*TASK GOAL*: Decide whether each statement agrees with the DPDataLoader documentation, answering yes or no and quoting the words of the documentation that decide it: (a) DPDataLoader always uses Poisson sampling. (b) By default, DPDataLoader rejects empty batches. (c) DPDataLoader is usually created from another DataLoader through its from_data_loader() method.

DP Data Loader

class opacus.data_loader.DPDataLoader(dataset, *, sample_rate, collate_fn=None, drop_last=False, generator=None, distributed=False, **kwargs)[source]

DataLoader subclass that always does Poisson sampling and supports empty batches by default.

Typically instantiated via DPDataLoader.from_data_loader() method based on another DataLoader. DPDataLoader would preserve the behaviour of the original data loader, except for the two aspects.

*DATASET ENTRIES*:
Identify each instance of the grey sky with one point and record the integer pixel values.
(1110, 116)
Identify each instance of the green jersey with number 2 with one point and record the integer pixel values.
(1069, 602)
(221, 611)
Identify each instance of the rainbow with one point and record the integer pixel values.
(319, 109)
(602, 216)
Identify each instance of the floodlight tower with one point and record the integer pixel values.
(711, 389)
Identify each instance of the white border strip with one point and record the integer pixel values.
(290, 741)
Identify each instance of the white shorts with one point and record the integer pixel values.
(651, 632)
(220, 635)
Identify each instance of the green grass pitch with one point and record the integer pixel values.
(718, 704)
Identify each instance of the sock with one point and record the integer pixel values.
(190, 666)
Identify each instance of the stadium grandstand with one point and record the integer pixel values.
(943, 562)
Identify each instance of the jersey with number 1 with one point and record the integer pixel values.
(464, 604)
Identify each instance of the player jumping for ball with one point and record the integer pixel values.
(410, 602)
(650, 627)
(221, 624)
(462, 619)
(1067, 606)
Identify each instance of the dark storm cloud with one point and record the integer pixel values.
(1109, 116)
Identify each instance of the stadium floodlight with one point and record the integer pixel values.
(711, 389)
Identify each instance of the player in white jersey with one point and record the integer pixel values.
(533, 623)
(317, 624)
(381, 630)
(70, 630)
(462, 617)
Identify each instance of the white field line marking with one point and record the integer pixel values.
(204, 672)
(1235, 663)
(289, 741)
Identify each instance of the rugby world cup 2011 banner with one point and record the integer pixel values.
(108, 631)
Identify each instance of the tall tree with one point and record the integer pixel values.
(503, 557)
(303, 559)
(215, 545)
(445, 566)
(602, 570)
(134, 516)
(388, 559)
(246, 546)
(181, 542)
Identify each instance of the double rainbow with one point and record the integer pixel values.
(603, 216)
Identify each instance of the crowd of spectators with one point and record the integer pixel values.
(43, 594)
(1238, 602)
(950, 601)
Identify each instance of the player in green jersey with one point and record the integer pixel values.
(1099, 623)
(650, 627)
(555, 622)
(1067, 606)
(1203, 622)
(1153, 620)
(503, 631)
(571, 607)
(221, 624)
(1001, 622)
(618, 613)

*EXERCISE OUTPUT*:
(a) Yes: "always does Poisson sampling"
(b) No: "supports empty batches by default"
(c) Yes: "Typically instantiated via DPDataLoader.from_data_loader() method based on another DataLoader"